◆ **Direction**:
Output every record word for word.

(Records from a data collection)
* * *

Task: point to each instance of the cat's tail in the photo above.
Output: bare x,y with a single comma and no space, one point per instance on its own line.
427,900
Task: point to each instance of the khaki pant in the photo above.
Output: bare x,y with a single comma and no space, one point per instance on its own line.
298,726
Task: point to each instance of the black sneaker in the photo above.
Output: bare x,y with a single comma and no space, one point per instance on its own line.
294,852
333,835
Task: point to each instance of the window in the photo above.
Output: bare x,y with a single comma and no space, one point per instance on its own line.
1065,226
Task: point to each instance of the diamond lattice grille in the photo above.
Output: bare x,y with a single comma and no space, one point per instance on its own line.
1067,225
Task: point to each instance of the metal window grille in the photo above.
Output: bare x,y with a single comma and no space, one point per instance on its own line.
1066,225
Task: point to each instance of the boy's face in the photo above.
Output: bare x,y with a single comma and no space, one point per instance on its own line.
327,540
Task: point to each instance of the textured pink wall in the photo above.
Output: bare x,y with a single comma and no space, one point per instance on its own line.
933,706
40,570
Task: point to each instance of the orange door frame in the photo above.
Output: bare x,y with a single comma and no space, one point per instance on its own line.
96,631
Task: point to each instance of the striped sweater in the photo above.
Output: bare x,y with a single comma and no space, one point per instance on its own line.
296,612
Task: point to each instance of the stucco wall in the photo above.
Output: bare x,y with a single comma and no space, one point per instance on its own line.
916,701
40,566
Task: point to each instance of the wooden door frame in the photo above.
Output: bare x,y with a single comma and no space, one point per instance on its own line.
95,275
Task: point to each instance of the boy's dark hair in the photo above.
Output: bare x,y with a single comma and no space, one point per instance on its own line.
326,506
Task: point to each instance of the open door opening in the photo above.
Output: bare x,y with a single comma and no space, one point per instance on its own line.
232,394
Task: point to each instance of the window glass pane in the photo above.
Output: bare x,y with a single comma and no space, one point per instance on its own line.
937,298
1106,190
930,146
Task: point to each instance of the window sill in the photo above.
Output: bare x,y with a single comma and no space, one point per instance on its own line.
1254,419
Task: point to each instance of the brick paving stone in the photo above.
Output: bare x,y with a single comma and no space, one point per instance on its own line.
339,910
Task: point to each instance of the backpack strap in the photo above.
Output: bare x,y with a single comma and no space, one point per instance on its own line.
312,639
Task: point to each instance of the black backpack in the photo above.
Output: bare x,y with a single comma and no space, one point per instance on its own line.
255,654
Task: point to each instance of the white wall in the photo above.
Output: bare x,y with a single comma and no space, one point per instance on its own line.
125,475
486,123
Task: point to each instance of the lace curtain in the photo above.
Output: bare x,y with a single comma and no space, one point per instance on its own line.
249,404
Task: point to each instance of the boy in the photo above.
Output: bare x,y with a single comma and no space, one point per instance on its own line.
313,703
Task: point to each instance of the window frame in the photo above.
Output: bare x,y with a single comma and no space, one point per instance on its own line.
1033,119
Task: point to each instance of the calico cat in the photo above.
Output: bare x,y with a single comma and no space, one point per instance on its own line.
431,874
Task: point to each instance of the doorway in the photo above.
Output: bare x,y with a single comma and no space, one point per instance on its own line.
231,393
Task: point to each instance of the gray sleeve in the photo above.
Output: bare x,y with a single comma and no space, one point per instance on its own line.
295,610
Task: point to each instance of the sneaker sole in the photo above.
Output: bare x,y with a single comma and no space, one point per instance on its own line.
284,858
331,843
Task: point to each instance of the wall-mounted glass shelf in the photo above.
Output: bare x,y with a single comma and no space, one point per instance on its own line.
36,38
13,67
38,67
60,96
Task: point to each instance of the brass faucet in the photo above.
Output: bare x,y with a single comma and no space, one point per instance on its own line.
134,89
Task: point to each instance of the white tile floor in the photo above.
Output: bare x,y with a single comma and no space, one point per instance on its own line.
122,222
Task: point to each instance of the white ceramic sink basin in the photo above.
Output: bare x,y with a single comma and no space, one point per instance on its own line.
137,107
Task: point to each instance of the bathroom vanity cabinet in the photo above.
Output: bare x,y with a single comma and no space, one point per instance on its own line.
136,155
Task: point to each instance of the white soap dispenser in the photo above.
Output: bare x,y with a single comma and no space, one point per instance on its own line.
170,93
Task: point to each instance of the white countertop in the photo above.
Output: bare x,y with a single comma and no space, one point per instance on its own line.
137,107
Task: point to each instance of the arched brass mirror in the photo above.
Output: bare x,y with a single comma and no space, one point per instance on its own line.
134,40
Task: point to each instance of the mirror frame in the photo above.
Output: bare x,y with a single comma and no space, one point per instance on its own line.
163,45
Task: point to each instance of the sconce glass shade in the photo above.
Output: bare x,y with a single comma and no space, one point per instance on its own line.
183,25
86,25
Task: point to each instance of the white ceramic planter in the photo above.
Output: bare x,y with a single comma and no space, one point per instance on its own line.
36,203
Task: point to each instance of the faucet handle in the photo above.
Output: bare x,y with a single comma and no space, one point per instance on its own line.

* * *

◆ **Output of the exercise**:
Task: point to each instance of the cat's tail in the photo above.
Output: bare x,y with a single comma and no space, one point per instance on its own line.
427,900
Task: point to each instance of the khaki pant in the photo above.
Output: bare x,y with a single comma and no space, one point per instance on its own line.
298,726
Task: point to each instance of the black sneaker in the photo above.
Output: bare x,y with a single comma and no space, one point per instance on its own line.
294,852
333,835
Task: point to each instance of the window in the photo above.
Output: bare x,y with a single comma and no space, one point per instance on its own line.
1065,226
Task: point to each instance of the diamond lattice grille in the photo above.
Output: bare x,y with a single comma and no space, one point per instance on its own line.
1067,225
Task: point to each instance of the metal window grille in the photo above.
Output: bare x,y with a single comma and no space, one point per instance on its own line.
1066,225
Task: point to each instance of the boy's face in the photo above.
Output: bare x,y with a single comma and no space, one point per instance on its own line.
327,540
Task: point to each instance of the textured pink wall in the photo above.
Output: bare x,y with a single comma and no space, one point per instance on its own line.
933,706
40,570
Task: point to each instance of the orange door frame in the photo above.
Output: bare x,y with a single comma and no space, one point per instance on its own line.
96,631
Task: point to each instance of the striped sweater in the photo above.
Output: bare x,y with a single comma and no space, one point per instance on its own line.
296,612
Task: point to each instance of the stucco wall in the photo above.
Output: bare x,y with a single comma and no space, one point per instance on its own line.
916,701
40,566
Task: point to each instance of the wooden door frame in the photo above.
Output: bare x,y with a single comma and no space, one point per instance on its own line.
95,275
Task: point to each instance of the boy's dark hair in the photo above.
Output: bare x,y with a single comma and no space, one point per instance on its own line.
326,506
Task: point to each instance of the open door opening in the photo above.
Output: bare x,y with a single comma and no space, one point per instance on its own line.
232,394
Task: point to each instance of the window glass pane in the photo above.
Output: bare x,y with a single comma and no space, one point per instance on its own line.
937,298
1106,190
930,146
Task: point to each instance of the window sill in the photo above.
Output: bare x,y with a single comma and no space, one point per instance on its own line.
1254,419
Task: point to each instance of the brick paving stone in the photo above.
Output: bare x,y with a single comma and no space, one point per instance on its own line.
339,910
Task: point to each instance of the backpack strap in the photo above.
Output: bare x,y with a single comma and no space, one point per instance on its own line.
312,639
Task: point to each instance of the black backpack in the photo above.
Output: bare x,y with a single comma and no space, one point per instance on its own line.
255,654
Task: point to each instance of the white wall in the photo above.
Output: bare x,y with a single comma and no space, one point per instance on its own line.
125,475
486,123
Task: point to each instance of the lace curtain in the photo above.
Output: bare x,y with a single comma and no space, one point per instance on its own line.
249,404
Task: point to each instance of the boy in the photo above.
Output: bare x,y with a single comma and no space, one point per instance on its own line.
313,703
Task: point to each instance of the window frame in the photo above.
Output: bare x,y with a single comma and no space, one point per instance on its own line.
1033,119
Task: point to each instance of the calico cat in the photo above.
Output: bare x,y with a single comma and no space, one point per instance on its own line.
431,874
Task: point to each instance of the doorway in the photo above.
Output: bare x,y with a single comma and no space, one point per instance on its own line.
231,393
Task: point to each instance of the gray sleeve in the photo above.
Output: bare x,y with a single comma and no space, one point per instance on its own line.
295,610
Task: point to each instance of the sneaker sole in the photo above.
Output: bare x,y with a single comma and no space, one point per instance on its own line.
284,858
331,843
Task: point to each instance of the wall-mounted glass shelf in the photo above.
Output: bare x,y with a single comma and no space, one point per instance on its own line.
36,38
13,67
38,67
60,96
Task: point to each instance of the brass faucet in the photo above.
Output: bare x,y with a single comma and no space, one point per instance on its own line.
134,89
Task: point to each instance of the white tile floor in the photo above.
Output: bare x,y with a single comma and no space, one point per instance on its own line.
122,222
Task: point to each instance of the white ceramic sink basin in the photo above.
Output: bare x,y with a single comma and no space, one point per instance on its own line.
137,107
Task: point to each instance of the bathroom vanity cabinet in the photo above.
Output: bare x,y with a single comma and no space, one point per instance on its own line.
136,155
Task: point to each instance of the white soap dispenser in the photo above.
Output: bare x,y with a single comma and no space, one point per instance on its own line.
170,93
Task: point to each instance of the white countertop in the photo above.
Output: bare x,y with a single comma and no space, one point per instance on its own line.
137,107
Task: point to each instance of the arched brass mirror in the photo above.
Output: bare x,y with a single comma and no space, one point per instance on its own line.
134,40
Task: point to each instance of the mirror frame in the photo above.
Output: bare x,y with a single comma and no space, one point per instance on its own line.
163,45
Task: point to each instance of the sconce glass shade in the photo above.
Output: bare x,y with a single comma and no space, one point per instance on its own line.
183,25
86,25
Task: point to each instance of the white ceramic planter in the photo above.
Output: bare x,y with a single comma and no space, one point per instance on its own line.
36,203
Task: point to each instance of the faucet handle in the photo above.
Output: bare x,y with a single comma and no space, one point per instance on its own line.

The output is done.